--- What needs to be done ---
Change every "drop one pin" in the entries below to "place one marker", and reproduce everything else in them unaltered.
----------
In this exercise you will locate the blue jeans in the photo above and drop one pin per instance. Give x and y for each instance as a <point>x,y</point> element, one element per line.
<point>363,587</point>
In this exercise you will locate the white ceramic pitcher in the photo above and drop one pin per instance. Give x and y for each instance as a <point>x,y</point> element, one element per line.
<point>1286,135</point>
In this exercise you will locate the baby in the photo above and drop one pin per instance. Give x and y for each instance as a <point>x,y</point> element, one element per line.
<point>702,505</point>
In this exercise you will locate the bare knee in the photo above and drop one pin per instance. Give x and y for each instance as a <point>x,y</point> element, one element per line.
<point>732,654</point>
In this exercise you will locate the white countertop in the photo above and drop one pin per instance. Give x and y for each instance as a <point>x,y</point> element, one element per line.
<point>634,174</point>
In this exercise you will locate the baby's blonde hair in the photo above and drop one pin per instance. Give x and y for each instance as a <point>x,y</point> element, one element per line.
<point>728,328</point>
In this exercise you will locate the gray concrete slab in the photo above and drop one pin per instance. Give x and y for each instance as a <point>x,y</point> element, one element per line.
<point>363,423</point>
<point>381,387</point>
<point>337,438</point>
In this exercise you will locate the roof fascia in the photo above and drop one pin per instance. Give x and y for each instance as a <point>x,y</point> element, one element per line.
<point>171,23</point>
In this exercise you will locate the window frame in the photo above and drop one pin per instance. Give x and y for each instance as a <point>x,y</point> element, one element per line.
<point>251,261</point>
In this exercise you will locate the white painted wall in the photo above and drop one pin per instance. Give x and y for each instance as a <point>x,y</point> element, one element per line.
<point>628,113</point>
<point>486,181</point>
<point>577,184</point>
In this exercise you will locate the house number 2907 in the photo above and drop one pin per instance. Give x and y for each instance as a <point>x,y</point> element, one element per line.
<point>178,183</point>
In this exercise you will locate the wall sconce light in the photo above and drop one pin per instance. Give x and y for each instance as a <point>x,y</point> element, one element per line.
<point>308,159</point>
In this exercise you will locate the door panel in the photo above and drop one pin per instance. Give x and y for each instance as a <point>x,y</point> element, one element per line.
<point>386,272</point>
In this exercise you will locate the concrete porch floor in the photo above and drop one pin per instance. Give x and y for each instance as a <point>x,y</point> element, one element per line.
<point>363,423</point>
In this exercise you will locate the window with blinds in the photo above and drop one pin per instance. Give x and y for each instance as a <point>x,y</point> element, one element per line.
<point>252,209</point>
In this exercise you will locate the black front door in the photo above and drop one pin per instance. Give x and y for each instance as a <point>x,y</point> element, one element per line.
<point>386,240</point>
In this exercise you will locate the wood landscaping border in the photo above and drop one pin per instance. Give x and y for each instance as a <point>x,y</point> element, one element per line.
----------
--- Correct result ---
In this exercise you will locate the blue jeans in the photo above and place one marker per instance. Give x and y for each instance as a <point>x,y</point> element, one element per line.
<point>363,587</point>
In this exercise you will locate the white ceramic pitcher in the photo above and place one marker per instance. Give x and y for each instance as a <point>x,y</point> element, one element per line.
<point>1286,135</point>
In this exercise you will locate the baby in the photo above and place one marker per instance. Give x and y for each instance as a <point>x,y</point> element, one element per line.
<point>702,505</point>
In this exercise you will locate the bare knee in the photo above and place one marker per instance. Give x and y for each instance as a <point>x,y</point> element, one element per line.
<point>732,654</point>
In this exercise you will locate the white countertop in the photo above and place one marker per instance. Give x and y for each instance as a <point>x,y</point> element, one element per line.
<point>634,174</point>
In this exercise you will locate the baby's blonde hair in the photo above and place one marker per instance. Give x and y for each instance as a <point>x,y</point> element, one element per line.
<point>728,328</point>
In this exercise you will locate the gray concrete slab in the photo above and place one marker per instance. Give x and y for each instance as a <point>x,y</point> element, one element per line.
<point>363,423</point>
<point>381,387</point>
<point>337,438</point>
In this exercise you will locate the roof fascia in the photo above and place one marker per instance. Give x and y for each instance as a <point>x,y</point> element, one element per line.
<point>171,23</point>
In this exercise you will locate the window frame in the photo above and place one marker per instance. Give x and y for each instance as a <point>x,y</point> element, one element per line.
<point>251,261</point>
In this exercise you will locate the white painted wall in the photo above and place one marker per instance. Give x and y for each instance as a <point>x,y</point> element, one element per line.
<point>628,113</point>
<point>486,181</point>
<point>577,184</point>
In this exercise you will locate the house number 2907 in the photo above and place one marker per instance. Give x and y for each instance as a <point>x,y</point> element, one element per line.
<point>178,183</point>
In this exercise you will locate the wall sconce light in the photo above and place one marker per instance. Give x and y for each instance as a <point>x,y</point> element, one element per line.
<point>308,159</point>
In this exercise you will locate the door panel in the photo above and place one marker per instance. Give x and y for each instance as a <point>x,y</point> element, one element per line.
<point>386,272</point>
In this exercise you will locate the concrete porch floor in the photo above and place one marker per instance. Give x and y for each instance as a <point>x,y</point> element, one element per line.
<point>363,423</point>
In this exercise you will locate the window with blinds in the photo above and place one marker per instance. Give x and y for each instance as a <point>x,y</point> element, one element per line.
<point>252,209</point>
In this exercise you will locate the black front door in the photo above and place one marker per instance. Give x and y for each instance as a <point>x,y</point> element, one element per line.
<point>386,240</point>
In this exercise you will locate the wood landscaping border in the photo above and place one marker per instance. Give x and y for each instance as a <point>x,y</point> element, one element per line.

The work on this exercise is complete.